### [Excerpt provided]
********
Paul O'Higgins' Rockabill VI from the Royal Irish Yacht Club is the 2019 overall ISORA champion claiming the overall title in the dying airs of yesterday's final race into Dublin Bay.

Provisional results published this morning (see below) confirm victory for the Dublin JPK 10.80 design after 14 races sailed with eight discards in the season-long series that began last May. 

In a thrilling climax to the 2019 offshore edition, Rockabill VI made substantial gains in the final miles of yesterday's 60-mile Pwllheli to Dun Laoghaire race that saw Rockabill win the James Eadie Trophy for race 16 and jump from third overall to snatch victory. 

JPK10.80 9323First overall - Catching the best of the breeze Rockabill arrives into Dublin Bay yesterday, third on the water, after the race across the Irish Sea from Pwllheli Photo: Afloat

Aurelia 9271Second overall - Chris & Patanne Power Smith's Aurelia (IRL 35950), a J122 from the Royal St George Yacht Club Photo: Afloat

As Afloat previously reported, three boats were able to win overall going into the final race that was, as predicted, a light air conclusion to 2019.

With six races to count and this last race counting for a 1.3 multiple, it was always likely that the overall winner would be counting their result in this race and so it was to be in the lightest of airs on the Irish Sea yesterday.
********
### [Given data]
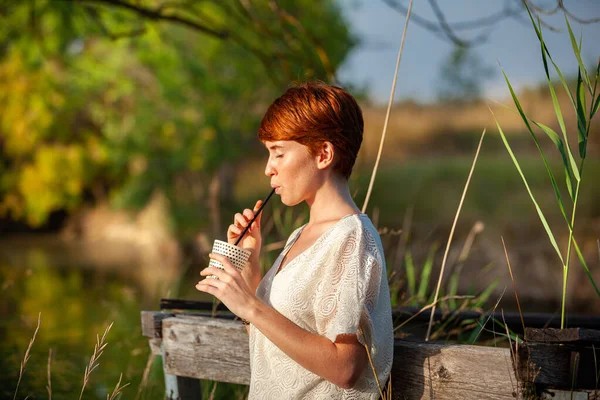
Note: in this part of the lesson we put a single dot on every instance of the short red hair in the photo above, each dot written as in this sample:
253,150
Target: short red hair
313,113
********
### [Given exercise A]
In the ISORA race report, which trophy did Rockabill VI win for race 16?
### [Given exercise B]
Carry on the ISORA race report from its last sentence.

### [Right answer A]
The James Eadie Trophy.

### [Right answer B]
Andrew Hall's J125 Jackknife who had been leading dropped to fourth in the overall calculations, Chris Power Smith's Aurelia from the Royal St. George finished second and Paul O'Higgins's Rockabill VI went from third to overall victory.

Jackknife 9235Third - Andrew Hall's Jackknife (GBR 8859R), a J125 from Pwllheli Sailing Club. Photo: Afloat

Round Ireland 2020

O'Higgins adds the ISORA title to his overall win in June's Dun Laoghaire Dingle Race as well as victory in June's ICRA Coastal Class plus a Calves Week win in August. It sets Rockabill VI up as the top Irish offshore campaign for next year's top event, the 2020 Round Ireland Race.

The result confirms Ireland's first win of ISORA's Wolf's Head Trophy in at least three years with the RIYC Skipper deposing Peter Dunlop's defending champion, Mojito, the J109 from North Wales from 2018 and 2017.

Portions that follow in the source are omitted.